_Description of the task_: In the records that follow, locate every line with "floor" and extract it.

Dataset records below:

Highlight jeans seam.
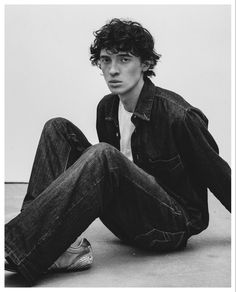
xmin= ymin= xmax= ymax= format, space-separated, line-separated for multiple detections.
xmin=5 ymin=243 xmax=36 ymax=282
xmin=174 ymin=231 xmax=185 ymax=248
xmin=121 ymin=172 xmax=184 ymax=216
xmin=54 ymin=119 xmax=72 ymax=173
xmin=14 ymin=175 xmax=104 ymax=266
xmin=63 ymin=145 xmax=71 ymax=172
xmin=5 ymin=243 xmax=21 ymax=263
xmin=134 ymin=229 xmax=186 ymax=248
xmin=51 ymin=119 xmax=71 ymax=171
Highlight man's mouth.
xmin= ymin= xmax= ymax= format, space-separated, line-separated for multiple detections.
xmin=108 ymin=80 xmax=122 ymax=84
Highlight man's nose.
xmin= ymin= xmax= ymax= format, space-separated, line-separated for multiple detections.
xmin=109 ymin=61 xmax=119 ymax=76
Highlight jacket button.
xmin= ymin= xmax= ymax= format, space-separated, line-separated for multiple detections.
xmin=116 ymin=132 xmax=119 ymax=137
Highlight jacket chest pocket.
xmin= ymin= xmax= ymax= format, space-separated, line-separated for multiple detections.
xmin=147 ymin=154 xmax=184 ymax=188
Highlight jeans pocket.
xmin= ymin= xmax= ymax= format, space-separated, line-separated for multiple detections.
xmin=134 ymin=228 xmax=186 ymax=252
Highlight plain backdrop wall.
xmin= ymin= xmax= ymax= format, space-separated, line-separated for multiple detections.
xmin=5 ymin=5 xmax=231 ymax=182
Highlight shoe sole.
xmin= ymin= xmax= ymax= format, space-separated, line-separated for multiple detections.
xmin=66 ymin=254 xmax=93 ymax=271
xmin=49 ymin=252 xmax=93 ymax=272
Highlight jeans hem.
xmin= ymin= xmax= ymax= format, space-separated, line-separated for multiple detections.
xmin=5 ymin=243 xmax=37 ymax=284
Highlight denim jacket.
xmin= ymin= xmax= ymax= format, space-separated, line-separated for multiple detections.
xmin=96 ymin=77 xmax=231 ymax=236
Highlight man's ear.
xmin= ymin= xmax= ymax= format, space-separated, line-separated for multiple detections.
xmin=142 ymin=60 xmax=151 ymax=72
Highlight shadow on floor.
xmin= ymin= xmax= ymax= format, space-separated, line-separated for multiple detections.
xmin=5 ymin=184 xmax=231 ymax=287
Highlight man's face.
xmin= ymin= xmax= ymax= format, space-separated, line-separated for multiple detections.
xmin=99 ymin=49 xmax=147 ymax=96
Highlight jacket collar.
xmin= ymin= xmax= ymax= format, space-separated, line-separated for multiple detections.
xmin=106 ymin=77 xmax=156 ymax=124
xmin=133 ymin=77 xmax=156 ymax=122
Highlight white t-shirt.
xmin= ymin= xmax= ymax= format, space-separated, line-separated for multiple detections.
xmin=118 ymin=100 xmax=135 ymax=161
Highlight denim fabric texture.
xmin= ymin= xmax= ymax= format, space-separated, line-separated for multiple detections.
xmin=5 ymin=78 xmax=231 ymax=283
xmin=96 ymin=77 xmax=231 ymax=235
xmin=5 ymin=118 xmax=188 ymax=283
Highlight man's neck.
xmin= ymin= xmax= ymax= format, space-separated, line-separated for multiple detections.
xmin=119 ymin=78 xmax=144 ymax=112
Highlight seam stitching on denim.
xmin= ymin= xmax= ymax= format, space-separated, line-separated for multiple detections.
xmin=121 ymin=172 xmax=183 ymax=216
xmin=16 ymin=175 xmax=104 ymax=266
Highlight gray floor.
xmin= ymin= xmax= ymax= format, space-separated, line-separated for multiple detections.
xmin=5 ymin=183 xmax=231 ymax=287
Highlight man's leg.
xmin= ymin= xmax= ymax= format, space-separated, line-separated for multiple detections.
xmin=5 ymin=143 xmax=189 ymax=284
xmin=6 ymin=117 xmax=92 ymax=280
xmin=21 ymin=117 xmax=91 ymax=211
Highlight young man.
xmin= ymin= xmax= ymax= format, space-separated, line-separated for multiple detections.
xmin=5 ymin=18 xmax=231 ymax=284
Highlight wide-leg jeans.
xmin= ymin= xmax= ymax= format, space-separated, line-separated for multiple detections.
xmin=5 ymin=117 xmax=189 ymax=283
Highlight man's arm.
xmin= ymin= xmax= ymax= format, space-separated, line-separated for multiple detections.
xmin=173 ymin=107 xmax=231 ymax=212
xmin=96 ymin=99 xmax=107 ymax=143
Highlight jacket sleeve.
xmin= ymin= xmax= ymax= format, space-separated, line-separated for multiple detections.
xmin=174 ymin=107 xmax=231 ymax=212
xmin=96 ymin=99 xmax=107 ymax=143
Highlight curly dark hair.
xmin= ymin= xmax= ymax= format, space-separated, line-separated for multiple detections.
xmin=90 ymin=18 xmax=161 ymax=77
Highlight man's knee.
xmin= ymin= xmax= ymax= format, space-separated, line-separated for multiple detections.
xmin=87 ymin=143 xmax=120 ymax=163
xmin=43 ymin=117 xmax=68 ymax=135
xmin=90 ymin=142 xmax=117 ymax=155
xmin=43 ymin=117 xmax=68 ymax=130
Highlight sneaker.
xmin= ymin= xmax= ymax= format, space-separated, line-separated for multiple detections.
xmin=48 ymin=238 xmax=93 ymax=272
xmin=5 ymin=258 xmax=18 ymax=273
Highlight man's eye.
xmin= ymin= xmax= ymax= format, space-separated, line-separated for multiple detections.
xmin=120 ymin=57 xmax=130 ymax=63
xmin=100 ymin=58 xmax=110 ymax=64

End of Dataset records.

_Result for this task_:
Highlight shadow on floor.
Highlight gray floor.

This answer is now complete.